## Work instructions
Count the lines in the rows below that contain the string "pedestal", treating uppercase and lowercase as different, and reply with only that number.

## Data section

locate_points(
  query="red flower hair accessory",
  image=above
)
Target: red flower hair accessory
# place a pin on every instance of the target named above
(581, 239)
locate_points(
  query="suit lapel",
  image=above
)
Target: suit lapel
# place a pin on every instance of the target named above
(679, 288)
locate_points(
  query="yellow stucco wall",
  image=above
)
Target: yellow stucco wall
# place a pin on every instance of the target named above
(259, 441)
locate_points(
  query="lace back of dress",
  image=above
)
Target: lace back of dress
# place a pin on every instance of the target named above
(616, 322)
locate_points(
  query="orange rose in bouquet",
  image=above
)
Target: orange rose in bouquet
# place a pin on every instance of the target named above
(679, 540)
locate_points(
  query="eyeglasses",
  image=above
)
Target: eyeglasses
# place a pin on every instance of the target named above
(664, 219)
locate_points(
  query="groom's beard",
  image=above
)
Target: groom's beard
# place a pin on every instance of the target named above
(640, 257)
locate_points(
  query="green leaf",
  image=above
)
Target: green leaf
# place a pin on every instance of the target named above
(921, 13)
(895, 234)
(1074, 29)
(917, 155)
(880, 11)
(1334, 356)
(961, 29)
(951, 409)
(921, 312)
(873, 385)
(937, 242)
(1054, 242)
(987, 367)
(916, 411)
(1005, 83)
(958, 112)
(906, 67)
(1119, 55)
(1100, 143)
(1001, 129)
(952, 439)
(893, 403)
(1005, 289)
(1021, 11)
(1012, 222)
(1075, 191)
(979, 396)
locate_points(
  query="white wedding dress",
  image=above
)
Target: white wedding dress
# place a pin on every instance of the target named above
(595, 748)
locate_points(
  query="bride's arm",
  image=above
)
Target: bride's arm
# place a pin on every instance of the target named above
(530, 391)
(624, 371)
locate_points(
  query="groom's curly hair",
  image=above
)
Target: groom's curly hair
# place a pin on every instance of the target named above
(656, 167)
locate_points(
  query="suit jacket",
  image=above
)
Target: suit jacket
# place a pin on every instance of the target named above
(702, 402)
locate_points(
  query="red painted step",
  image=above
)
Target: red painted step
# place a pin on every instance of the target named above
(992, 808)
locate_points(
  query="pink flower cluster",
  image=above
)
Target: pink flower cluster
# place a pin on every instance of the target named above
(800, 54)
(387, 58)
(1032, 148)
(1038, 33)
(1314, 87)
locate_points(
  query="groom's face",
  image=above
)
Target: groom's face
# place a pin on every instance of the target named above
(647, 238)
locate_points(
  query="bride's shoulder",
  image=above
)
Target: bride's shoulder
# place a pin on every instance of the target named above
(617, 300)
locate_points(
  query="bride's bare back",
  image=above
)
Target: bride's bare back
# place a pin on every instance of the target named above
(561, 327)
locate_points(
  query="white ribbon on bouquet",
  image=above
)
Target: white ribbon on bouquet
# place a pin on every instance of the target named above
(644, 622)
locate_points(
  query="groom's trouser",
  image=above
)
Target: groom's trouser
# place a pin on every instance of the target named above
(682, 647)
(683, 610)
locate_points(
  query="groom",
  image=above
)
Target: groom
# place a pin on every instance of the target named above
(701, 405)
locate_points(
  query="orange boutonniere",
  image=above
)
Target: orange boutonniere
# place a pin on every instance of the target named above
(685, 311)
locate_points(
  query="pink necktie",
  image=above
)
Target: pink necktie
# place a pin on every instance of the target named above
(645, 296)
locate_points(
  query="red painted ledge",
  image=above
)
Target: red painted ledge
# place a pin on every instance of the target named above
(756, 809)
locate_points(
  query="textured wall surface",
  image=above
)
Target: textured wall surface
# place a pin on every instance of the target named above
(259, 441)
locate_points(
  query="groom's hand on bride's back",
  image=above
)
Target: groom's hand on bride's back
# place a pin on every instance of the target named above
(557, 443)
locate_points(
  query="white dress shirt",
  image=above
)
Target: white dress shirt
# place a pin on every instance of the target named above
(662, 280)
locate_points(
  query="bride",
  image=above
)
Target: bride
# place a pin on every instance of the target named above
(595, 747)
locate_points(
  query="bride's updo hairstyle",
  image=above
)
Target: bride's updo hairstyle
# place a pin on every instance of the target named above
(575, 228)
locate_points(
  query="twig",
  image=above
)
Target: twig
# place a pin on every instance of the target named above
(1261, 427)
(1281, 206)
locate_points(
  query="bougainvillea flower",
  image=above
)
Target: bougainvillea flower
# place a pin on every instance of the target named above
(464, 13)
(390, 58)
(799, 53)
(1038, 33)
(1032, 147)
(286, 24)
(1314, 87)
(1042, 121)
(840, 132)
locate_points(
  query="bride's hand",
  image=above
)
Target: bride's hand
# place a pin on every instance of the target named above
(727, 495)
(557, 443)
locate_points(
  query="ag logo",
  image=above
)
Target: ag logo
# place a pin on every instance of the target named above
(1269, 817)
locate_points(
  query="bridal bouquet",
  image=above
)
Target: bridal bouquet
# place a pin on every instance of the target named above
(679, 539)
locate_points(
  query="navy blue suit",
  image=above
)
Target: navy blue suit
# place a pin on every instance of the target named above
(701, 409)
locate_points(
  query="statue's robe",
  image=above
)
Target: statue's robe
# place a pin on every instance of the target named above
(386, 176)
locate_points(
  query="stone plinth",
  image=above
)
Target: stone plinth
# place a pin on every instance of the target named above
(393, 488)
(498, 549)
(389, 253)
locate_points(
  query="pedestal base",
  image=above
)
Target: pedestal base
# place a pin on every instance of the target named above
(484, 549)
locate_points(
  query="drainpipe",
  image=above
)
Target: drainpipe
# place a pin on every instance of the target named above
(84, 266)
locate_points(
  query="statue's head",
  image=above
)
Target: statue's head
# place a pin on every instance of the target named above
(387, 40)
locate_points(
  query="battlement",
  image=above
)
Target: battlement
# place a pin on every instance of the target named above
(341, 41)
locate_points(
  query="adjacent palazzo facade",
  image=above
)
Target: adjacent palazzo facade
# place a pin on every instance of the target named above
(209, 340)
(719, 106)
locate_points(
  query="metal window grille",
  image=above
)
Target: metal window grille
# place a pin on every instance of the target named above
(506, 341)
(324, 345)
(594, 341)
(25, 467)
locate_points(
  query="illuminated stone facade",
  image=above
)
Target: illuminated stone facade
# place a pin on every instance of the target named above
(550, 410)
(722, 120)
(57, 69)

## The solution
2